--- BEGIN ---

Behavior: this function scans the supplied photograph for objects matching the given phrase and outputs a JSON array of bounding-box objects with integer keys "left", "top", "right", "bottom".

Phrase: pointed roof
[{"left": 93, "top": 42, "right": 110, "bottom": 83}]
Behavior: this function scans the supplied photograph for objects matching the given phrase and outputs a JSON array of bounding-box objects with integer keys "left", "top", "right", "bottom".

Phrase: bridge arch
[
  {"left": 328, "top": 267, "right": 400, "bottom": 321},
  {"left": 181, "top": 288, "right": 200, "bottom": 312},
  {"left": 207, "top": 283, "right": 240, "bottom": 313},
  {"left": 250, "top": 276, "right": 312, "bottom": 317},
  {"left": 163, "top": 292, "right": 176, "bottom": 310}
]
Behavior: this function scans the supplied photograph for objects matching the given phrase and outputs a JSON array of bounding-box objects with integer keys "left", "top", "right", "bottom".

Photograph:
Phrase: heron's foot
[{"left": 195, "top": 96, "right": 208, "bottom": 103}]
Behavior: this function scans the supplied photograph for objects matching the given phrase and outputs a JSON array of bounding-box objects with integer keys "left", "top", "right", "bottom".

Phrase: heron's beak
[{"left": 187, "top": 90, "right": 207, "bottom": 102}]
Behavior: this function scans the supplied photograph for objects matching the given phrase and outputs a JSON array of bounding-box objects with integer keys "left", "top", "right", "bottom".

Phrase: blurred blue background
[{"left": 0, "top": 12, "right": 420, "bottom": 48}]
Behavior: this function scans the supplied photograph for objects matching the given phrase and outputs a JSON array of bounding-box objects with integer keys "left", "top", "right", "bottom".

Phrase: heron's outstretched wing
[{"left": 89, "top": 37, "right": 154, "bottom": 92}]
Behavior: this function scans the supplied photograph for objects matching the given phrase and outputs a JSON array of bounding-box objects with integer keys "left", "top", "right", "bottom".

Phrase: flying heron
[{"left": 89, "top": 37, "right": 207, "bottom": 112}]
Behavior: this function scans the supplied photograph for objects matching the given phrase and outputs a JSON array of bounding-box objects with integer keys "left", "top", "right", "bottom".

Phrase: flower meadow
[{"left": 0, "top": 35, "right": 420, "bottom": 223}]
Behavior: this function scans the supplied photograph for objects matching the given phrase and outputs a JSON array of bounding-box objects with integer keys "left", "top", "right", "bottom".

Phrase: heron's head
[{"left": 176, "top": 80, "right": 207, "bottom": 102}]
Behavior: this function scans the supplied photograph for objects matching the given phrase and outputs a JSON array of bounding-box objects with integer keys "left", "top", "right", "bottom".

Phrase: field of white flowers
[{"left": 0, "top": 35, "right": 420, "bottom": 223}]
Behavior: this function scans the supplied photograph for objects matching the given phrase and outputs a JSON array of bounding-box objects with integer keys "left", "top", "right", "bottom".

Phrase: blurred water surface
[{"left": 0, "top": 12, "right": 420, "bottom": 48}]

--- END ---

Which lines in the records above contain the word "heron"? Report each of those lines in full.

■ Result of this task:
Phrase: heron's foot
Phrase: heron's beak
Phrase: heron's outstretched wing
Phrase: flying heron
Phrase: heron's head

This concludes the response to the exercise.